Using the records below, reproduce exactly the lines from the one containing "white house in this photo." through the end, and nothing more; skip the images.

## Image point annotation entries:
◇ ◇ ◇

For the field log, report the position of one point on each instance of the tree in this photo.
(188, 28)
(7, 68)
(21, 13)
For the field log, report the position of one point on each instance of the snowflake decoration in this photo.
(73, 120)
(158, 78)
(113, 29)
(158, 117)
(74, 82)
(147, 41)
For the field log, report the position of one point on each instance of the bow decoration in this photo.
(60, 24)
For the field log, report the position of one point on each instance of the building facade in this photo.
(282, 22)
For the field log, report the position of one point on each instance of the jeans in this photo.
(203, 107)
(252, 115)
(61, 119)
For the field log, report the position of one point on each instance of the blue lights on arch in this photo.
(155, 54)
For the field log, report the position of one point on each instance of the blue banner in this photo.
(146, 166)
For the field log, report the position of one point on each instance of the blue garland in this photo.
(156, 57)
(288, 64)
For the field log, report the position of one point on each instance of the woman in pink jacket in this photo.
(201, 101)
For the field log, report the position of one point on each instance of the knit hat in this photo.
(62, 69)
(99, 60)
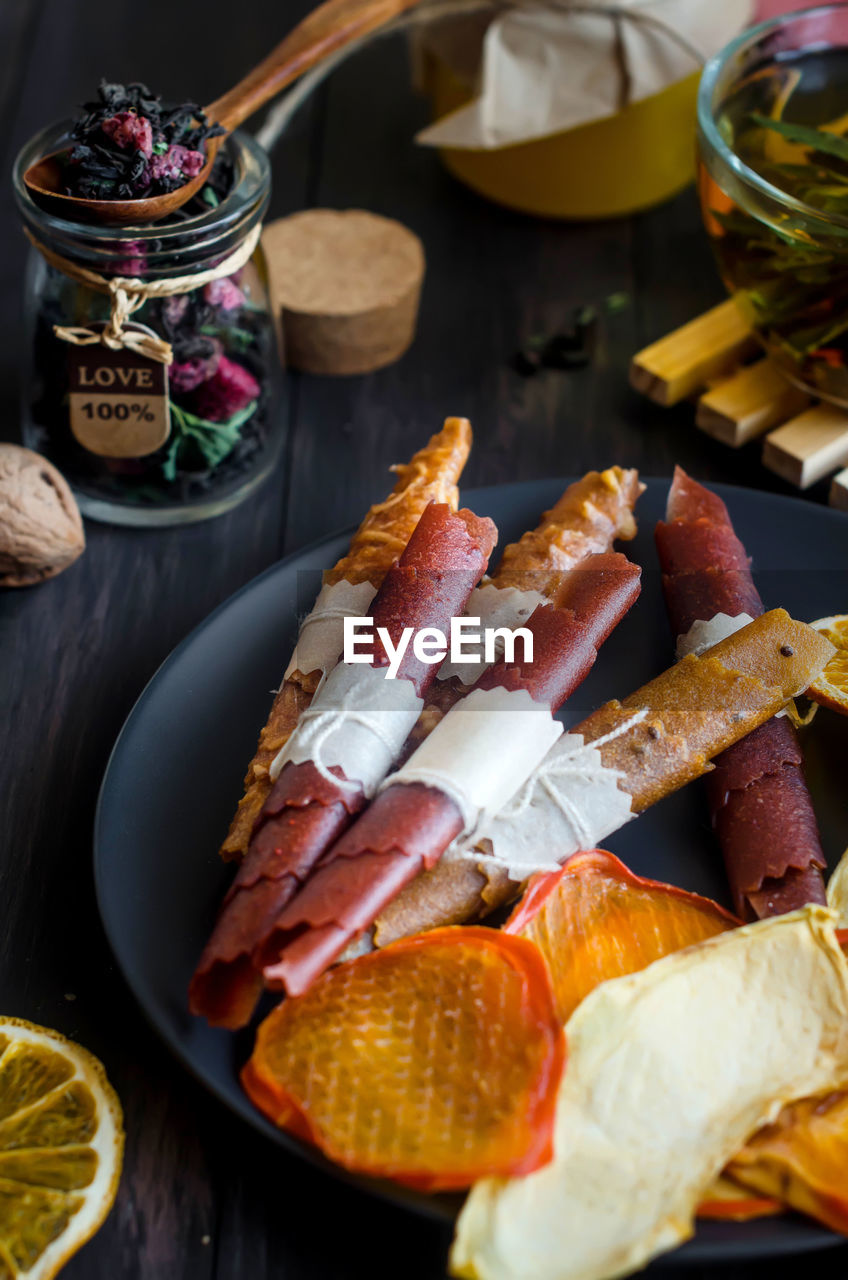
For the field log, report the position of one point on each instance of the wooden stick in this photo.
(808, 447)
(748, 403)
(709, 347)
(839, 490)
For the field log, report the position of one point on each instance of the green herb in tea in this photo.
(789, 123)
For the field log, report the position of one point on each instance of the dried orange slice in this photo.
(729, 1201)
(830, 689)
(60, 1148)
(593, 919)
(434, 1061)
(803, 1157)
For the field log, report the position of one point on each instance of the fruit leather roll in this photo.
(349, 589)
(589, 516)
(473, 763)
(624, 758)
(761, 809)
(341, 749)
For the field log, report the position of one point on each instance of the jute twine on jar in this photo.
(130, 293)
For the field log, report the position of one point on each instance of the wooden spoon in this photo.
(327, 28)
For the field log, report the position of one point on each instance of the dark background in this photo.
(201, 1196)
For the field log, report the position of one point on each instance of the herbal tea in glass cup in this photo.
(773, 181)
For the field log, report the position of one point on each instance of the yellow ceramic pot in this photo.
(611, 167)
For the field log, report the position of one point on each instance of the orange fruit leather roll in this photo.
(591, 515)
(429, 476)
(310, 807)
(593, 920)
(410, 823)
(657, 739)
(432, 1063)
(761, 809)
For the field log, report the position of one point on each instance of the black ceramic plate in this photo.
(176, 773)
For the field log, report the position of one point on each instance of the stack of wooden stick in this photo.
(742, 396)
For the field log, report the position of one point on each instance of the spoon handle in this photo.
(324, 30)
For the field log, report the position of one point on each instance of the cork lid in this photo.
(342, 263)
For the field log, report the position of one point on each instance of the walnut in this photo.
(40, 522)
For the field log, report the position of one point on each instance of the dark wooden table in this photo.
(201, 1196)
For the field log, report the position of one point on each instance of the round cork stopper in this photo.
(347, 284)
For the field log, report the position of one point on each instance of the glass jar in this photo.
(126, 462)
(775, 210)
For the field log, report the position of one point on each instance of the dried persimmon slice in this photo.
(434, 1061)
(593, 919)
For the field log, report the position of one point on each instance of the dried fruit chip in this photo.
(803, 1157)
(433, 1061)
(728, 1201)
(830, 688)
(595, 919)
(670, 1070)
(60, 1148)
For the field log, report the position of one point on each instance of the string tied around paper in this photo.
(127, 295)
(579, 760)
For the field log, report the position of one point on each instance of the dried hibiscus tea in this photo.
(127, 145)
(155, 400)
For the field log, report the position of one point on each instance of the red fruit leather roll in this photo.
(410, 824)
(758, 800)
(305, 810)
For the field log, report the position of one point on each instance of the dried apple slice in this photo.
(593, 919)
(670, 1072)
(434, 1061)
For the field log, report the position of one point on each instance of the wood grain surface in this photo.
(201, 1196)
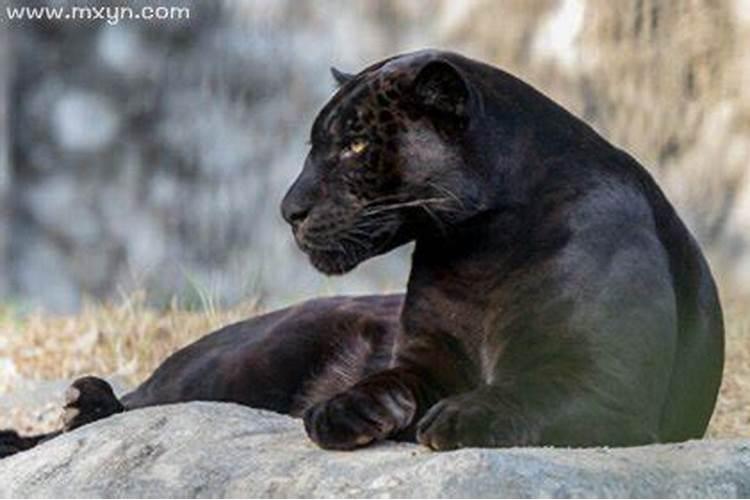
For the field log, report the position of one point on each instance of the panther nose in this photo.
(294, 213)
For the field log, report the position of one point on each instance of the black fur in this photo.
(555, 297)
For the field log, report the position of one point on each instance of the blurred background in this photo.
(153, 155)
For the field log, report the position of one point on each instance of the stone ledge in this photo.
(226, 450)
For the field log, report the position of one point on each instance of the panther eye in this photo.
(357, 146)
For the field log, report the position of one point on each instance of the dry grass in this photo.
(129, 340)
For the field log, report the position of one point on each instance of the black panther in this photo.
(555, 296)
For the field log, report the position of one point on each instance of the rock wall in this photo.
(154, 155)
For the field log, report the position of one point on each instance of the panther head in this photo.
(386, 164)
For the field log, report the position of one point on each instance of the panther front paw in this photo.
(471, 420)
(357, 418)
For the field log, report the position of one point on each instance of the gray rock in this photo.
(225, 450)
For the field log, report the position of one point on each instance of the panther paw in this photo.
(89, 399)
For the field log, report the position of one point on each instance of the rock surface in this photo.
(200, 126)
(225, 450)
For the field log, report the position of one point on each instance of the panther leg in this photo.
(89, 399)
(11, 442)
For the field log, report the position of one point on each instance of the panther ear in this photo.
(439, 88)
(340, 77)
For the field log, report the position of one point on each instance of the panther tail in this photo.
(88, 399)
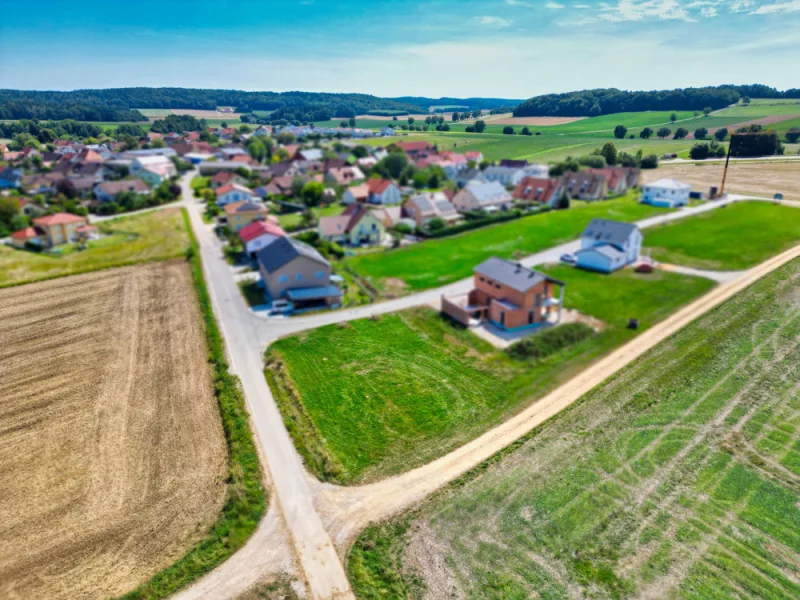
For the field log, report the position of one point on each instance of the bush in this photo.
(649, 162)
(550, 341)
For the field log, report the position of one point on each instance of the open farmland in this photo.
(112, 455)
(761, 179)
(439, 262)
(377, 397)
(153, 236)
(678, 478)
(738, 236)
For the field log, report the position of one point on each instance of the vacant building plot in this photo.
(738, 236)
(112, 455)
(761, 179)
(373, 398)
(678, 478)
(439, 262)
(157, 235)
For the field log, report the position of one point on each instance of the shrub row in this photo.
(550, 341)
(478, 223)
(245, 503)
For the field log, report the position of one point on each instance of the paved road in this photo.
(316, 554)
(298, 496)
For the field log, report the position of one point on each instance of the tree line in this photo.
(598, 102)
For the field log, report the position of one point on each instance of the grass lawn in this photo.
(157, 235)
(738, 236)
(373, 398)
(438, 262)
(292, 220)
(677, 478)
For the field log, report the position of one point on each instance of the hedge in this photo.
(245, 503)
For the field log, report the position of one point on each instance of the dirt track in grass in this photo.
(112, 455)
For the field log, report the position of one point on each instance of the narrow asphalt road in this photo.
(314, 549)
(301, 499)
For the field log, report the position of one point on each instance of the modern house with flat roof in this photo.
(509, 296)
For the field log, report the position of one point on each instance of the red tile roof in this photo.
(58, 219)
(378, 186)
(25, 234)
(259, 228)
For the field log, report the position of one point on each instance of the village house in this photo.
(239, 215)
(297, 272)
(109, 190)
(345, 175)
(541, 191)
(54, 230)
(506, 176)
(585, 185)
(258, 235)
(607, 246)
(509, 296)
(431, 205)
(357, 226)
(666, 193)
(488, 196)
(231, 193)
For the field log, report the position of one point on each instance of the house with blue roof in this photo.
(607, 246)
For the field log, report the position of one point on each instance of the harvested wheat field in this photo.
(760, 179)
(112, 455)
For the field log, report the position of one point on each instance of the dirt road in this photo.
(346, 511)
(762, 179)
(112, 455)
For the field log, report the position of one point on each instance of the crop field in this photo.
(760, 179)
(153, 236)
(439, 262)
(112, 455)
(373, 398)
(678, 478)
(736, 237)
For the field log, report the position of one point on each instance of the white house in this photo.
(490, 196)
(607, 246)
(505, 176)
(258, 235)
(667, 193)
(233, 192)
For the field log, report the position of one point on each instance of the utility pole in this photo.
(725, 172)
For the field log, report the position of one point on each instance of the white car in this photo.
(281, 307)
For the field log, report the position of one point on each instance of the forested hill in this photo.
(117, 104)
(608, 101)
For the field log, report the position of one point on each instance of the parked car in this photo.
(568, 259)
(281, 307)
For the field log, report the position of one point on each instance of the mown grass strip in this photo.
(245, 503)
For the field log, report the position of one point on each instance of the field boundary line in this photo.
(352, 509)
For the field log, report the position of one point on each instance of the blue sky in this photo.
(499, 48)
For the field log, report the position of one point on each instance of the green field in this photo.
(376, 397)
(439, 262)
(678, 478)
(738, 236)
(157, 235)
(292, 220)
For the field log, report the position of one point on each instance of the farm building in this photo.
(667, 193)
(607, 246)
(509, 296)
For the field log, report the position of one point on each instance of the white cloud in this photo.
(498, 22)
(779, 7)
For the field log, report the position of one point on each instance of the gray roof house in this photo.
(297, 272)
(489, 196)
(608, 246)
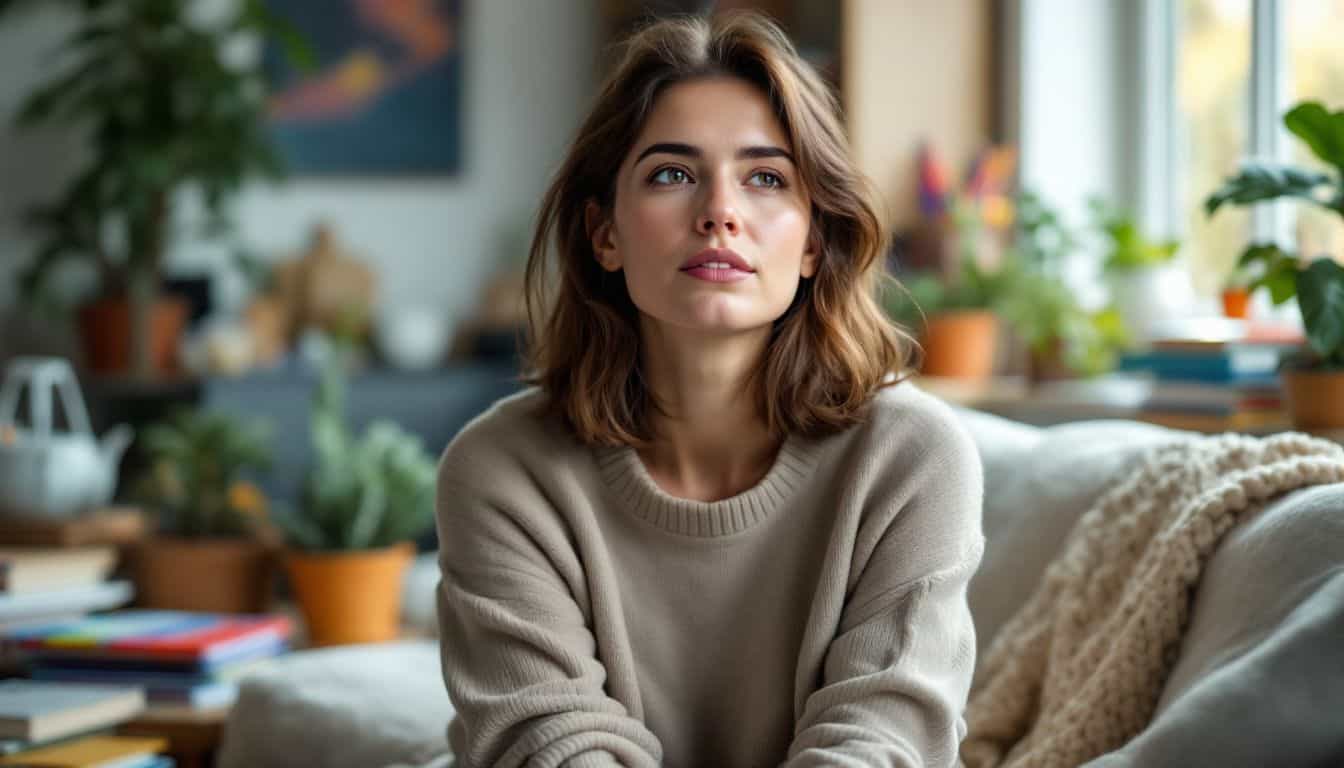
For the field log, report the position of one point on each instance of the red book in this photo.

◇ ◇ ◇

## Solution for this exercise:
For the field log, report the position of one point on each instance of the white house in this photo.
(490, 196)
(607, 246)
(505, 176)
(258, 235)
(667, 193)
(233, 192)
For the field log, report the position of one point on each instance of the utility pole in this photo.
(725, 172)
For the field log, report the position of one point on each instance of the white car in this photo.
(281, 307)
For the field log, report the position of one point on each instance of the forested hill in this photo.
(117, 104)
(608, 101)
For the field log, report the position of one point on each instance of the parked car in this photo.
(568, 259)
(281, 307)
For the field log, report the position of one point on each instance of the mown grass strip in this photo.
(245, 503)
For the field log, report the position of one point on each instance of the field boundary line in this photo.
(352, 509)
For the field log, report the position of one point on each instance of the blue sky in this photo.
(499, 48)
For the field log, report the position of one point on each instance of the green field in this photo.
(376, 397)
(439, 262)
(678, 478)
(738, 236)
(157, 235)
(292, 220)
For the field log, report the position of one point on each instance of the farm building in this photo.
(667, 193)
(607, 246)
(509, 296)
For the field log, report the position of one point on each instance of the white cloud in this photo.
(498, 22)
(779, 7)
For the field log, report the position of one point on each instance of the gray roof house in this photo.
(297, 272)
(489, 196)
(608, 246)
For the field log, report the position of one point on each instance of the red book in this photo.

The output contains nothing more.